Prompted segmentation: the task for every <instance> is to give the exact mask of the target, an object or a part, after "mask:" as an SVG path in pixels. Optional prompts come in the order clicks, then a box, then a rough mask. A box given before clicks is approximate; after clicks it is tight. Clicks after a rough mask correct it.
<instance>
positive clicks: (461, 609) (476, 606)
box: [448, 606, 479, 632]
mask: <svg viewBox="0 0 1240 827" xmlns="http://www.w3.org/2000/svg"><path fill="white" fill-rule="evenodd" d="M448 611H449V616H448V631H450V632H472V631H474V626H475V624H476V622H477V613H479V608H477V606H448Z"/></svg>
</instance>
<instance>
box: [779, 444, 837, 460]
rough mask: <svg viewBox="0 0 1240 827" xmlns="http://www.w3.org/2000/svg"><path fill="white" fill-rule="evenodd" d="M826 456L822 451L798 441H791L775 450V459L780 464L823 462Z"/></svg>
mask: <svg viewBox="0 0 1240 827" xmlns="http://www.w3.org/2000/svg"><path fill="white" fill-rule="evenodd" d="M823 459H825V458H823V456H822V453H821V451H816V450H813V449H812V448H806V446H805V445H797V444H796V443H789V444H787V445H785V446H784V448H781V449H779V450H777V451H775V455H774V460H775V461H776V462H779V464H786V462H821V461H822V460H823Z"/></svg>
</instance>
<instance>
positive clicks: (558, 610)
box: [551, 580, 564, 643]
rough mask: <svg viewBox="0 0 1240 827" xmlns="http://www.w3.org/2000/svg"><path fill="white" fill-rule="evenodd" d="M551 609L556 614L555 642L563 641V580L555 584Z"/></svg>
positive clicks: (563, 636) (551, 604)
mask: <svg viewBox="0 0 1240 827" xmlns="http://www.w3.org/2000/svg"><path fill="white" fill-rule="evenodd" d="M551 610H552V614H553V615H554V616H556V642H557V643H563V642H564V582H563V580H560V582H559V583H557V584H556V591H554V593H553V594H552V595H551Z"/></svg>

==

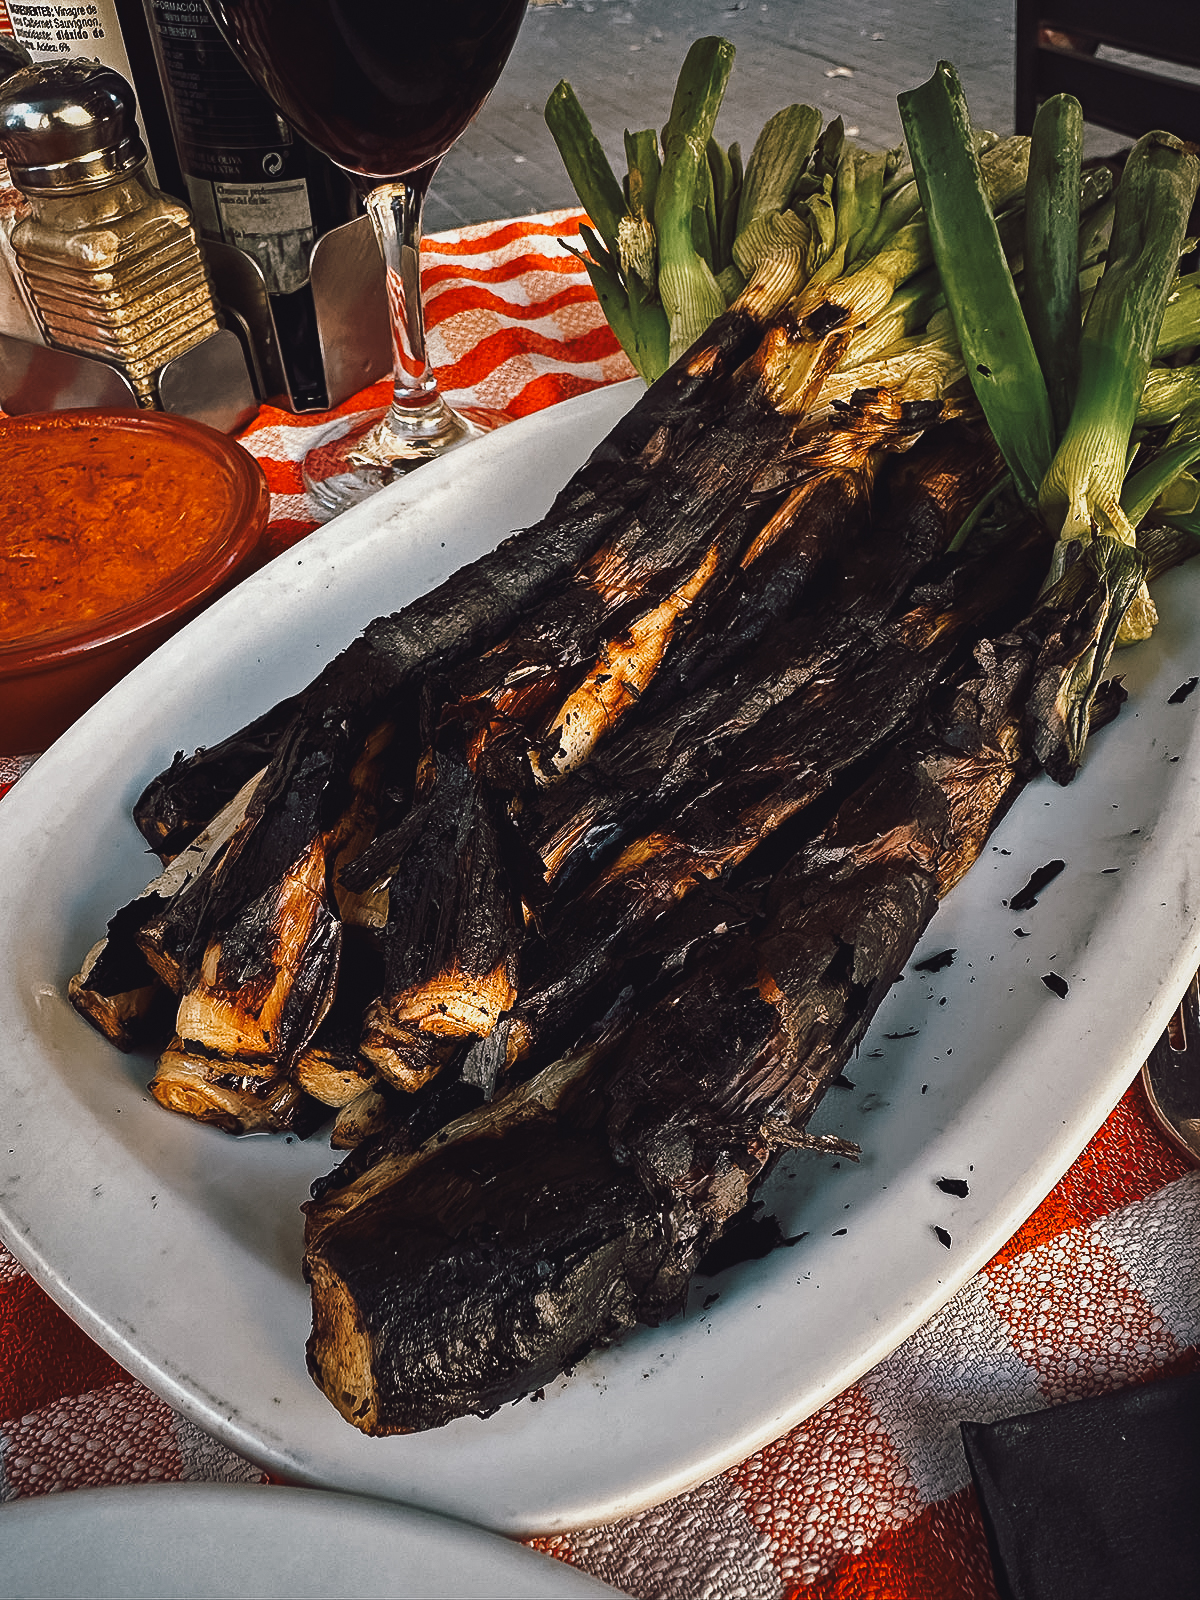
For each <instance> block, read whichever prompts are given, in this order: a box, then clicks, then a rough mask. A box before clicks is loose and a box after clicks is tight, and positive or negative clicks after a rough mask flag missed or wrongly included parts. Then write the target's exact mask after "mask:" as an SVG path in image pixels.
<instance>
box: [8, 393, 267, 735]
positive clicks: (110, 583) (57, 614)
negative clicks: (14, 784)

__Exercise instructions__.
Lines in the listing that include the word "negative": how many are there? Give the number alone.

__Answer for this exercise__.
2